# PAGE EXTRACT
☆ ☆ ☆ ☆

We used the classification report to gauge the effectiveness of our chosen data at making our desired prediction, and saw that the majority of "precision" scores were 0.00. We then determinded the importance of our features, so we could change to the highest-rated ones and try again in Trial 2.

### Trial 2: Comparing Ambulatory Discharges and Ambulatory Visits to Medicare Part B Beneficiaries
For our second trial, we adjusted the features to see if we could predict participation in Part B, our output variable, by using the features of ambulatory discharges and ambulatory visits. We discovered these to be the most significant features in our datasets.  Our theory was that the higher the household income and population, the higher participation in Part B would be, indicating a higher quality of life.

We used the classification report to gauge the effectiveness of our chosen data at making our desired prediction, and saw that the majority of "precision" scores had improved to 1.00, emaning our chosen data would be ffective at making our desired prediction. Since both features used and our output variable were all from the same Medicare dataset, we decided to try again using different features pulled from our census data and our pollution data in Trial 3.

### Trial 3: Comparing Pollutants (Nitrogen Dioxide and Sulfur Dioxide) Levels to Household Income
For our third trial, we wanted to see if we could predict household income, our output variable, by using the features of Nitrogen Dioxide and Sulfur Dioxide.  Our theory was that the higher the level of pollutants, the lower the household income would be, indicating a lower quality of life.

We used the classification report to gauge the effectiveness of our chosen data at making our desired prediction, and saw that the majority of "precision" scores were 0.00. We then determinded the importance of our features, and discovered the highest-rated features for determining income were poverty rates and population, all from the census dataset. We then decided to change our output variable and our features so Trial 4 would come from more than one of our datasets.

☆ ☆ ☆ ☆

# DATA TO EXAMINE
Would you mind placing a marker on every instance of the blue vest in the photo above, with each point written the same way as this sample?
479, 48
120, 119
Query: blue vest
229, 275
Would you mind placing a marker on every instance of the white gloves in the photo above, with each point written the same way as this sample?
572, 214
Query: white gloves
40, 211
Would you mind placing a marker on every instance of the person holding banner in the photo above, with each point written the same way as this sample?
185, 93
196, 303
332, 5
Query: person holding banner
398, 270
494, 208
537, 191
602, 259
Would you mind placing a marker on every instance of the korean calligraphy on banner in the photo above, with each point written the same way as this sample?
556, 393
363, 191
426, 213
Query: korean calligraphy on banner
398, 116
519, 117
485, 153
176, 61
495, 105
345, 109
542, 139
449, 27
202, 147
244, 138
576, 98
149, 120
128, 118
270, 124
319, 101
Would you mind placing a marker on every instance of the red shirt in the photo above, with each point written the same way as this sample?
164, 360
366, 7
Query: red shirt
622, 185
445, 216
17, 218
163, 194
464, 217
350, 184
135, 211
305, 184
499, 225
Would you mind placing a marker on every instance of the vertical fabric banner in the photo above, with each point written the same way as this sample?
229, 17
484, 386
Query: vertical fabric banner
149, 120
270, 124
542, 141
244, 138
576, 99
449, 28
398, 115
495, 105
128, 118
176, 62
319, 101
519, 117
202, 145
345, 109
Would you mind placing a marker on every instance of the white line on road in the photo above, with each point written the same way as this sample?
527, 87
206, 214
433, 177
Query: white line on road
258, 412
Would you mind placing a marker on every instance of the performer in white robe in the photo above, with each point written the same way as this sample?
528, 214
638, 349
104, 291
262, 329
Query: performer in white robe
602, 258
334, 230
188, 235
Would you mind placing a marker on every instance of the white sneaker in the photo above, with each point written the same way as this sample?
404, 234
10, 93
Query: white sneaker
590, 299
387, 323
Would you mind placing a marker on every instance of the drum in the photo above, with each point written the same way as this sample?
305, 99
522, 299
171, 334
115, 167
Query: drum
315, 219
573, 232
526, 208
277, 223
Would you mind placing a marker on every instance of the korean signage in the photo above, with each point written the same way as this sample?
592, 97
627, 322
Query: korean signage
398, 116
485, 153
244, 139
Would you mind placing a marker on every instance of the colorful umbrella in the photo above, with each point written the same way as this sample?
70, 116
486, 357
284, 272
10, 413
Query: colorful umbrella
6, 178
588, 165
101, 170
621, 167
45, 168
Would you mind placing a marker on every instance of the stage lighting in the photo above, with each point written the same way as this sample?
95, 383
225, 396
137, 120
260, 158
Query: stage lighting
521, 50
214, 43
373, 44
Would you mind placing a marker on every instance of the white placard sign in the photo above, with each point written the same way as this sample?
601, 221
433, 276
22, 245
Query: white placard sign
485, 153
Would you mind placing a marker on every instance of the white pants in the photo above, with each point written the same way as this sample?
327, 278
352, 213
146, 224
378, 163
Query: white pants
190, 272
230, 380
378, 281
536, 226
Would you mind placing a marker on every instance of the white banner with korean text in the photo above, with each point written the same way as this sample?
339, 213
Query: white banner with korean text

☆ ☆ ☆ ☆

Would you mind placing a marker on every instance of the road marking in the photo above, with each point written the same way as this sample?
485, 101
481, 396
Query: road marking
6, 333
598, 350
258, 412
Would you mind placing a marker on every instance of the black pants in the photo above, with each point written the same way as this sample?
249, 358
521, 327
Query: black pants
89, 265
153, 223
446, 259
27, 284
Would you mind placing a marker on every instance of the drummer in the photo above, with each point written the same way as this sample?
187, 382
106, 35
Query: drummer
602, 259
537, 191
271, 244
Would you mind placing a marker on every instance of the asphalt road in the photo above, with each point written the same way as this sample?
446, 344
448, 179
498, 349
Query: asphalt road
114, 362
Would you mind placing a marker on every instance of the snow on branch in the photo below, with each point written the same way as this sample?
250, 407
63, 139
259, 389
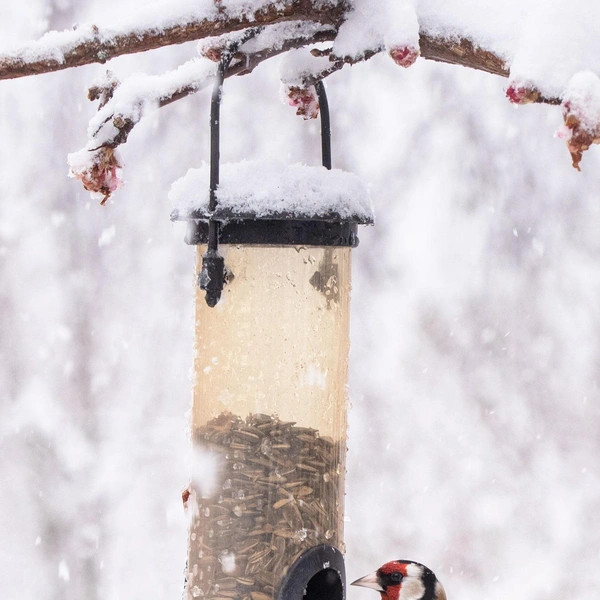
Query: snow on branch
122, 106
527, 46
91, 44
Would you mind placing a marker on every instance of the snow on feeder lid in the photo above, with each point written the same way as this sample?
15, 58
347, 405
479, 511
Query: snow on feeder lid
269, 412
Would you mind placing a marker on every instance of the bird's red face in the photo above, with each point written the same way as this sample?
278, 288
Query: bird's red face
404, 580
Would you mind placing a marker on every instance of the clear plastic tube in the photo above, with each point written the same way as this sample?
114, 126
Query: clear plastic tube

☆ ☆ ☆ ☆

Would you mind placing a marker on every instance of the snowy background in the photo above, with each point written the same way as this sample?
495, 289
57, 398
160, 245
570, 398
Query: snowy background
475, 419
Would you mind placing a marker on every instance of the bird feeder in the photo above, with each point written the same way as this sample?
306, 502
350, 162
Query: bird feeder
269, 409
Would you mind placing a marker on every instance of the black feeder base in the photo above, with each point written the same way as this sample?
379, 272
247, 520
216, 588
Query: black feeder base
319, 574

☆ ☆ ☆ ☆

# AIM OF THE EXERCISE
Pick up the write-up on the Medicare, census and pollution prediction trials after its last sentence and keep it going. These items come from a separate source.

# ANSWER FOR THE TASK
### Trial 4: Comparing Income and Pollutants (Nitrogen Dioxide) to Poverty Rate
For our fourth trial, we adjusted the features to see if we could predict poverty rates, our output variable (also changed), by using the features of household income and pollutants(Nitrogen Dioxide) . Our theory was that the higher the household income, and the lower the pollutants, the lower the poverty rate would be, indicating a higher quality of life.

We used the classification report to gauge the effectiveness of our chosen data at making our desired prediction, and saw that the the precision scores were a mix of scores ranging from 0.00 to 1.00, with more instances of 1.00 than any other number. This indicated our chosen data would not be highly effective for making our desired predictions, so we moved on to Trial 5.

### Trial 5: Comparing Income, Part B Beneficiaries, and Unhealthy Days to Poverty Rate
For our fifth trial, we wanted to see if we could predict poverty rates, our output variable, by using the features of household income, Part B Beneficiaries, and days with so many pollutants recorded they were labeled as "Unhealthy Days." Our theory was that the higher the household income, the higher the Part B participation, and the lower the rate of unhealthy days, would correlate to lower poverty rates, indicating a higher quality of life.

We used the classification report to gauge the effectiveness of our chosen data at making our desired prediction, and saw that the the precision scores were a mix of scores ranging from 0.00 to 1.00, with less instances of 0.00 than any other number, most falling in betwee 0.33 and 0.75 This indicated our chosen data would not be highly effective for making our desired predictions.

### Overall, we found that the trial with the highest classification scores was Trial 4. We chose this model to fine-tune using the grid search. 

### We then created a linear regression model with the output variable and features from Trial 4.
We used MatPlotLib to visualize if the shown line was a good fit for out data.  The residuals express the difference between the data on the line and the actual data, so the values of the residuals will show how well the residuals represent the data. Our visualization showed as random, indicating our data was a good fit for a linear regression model.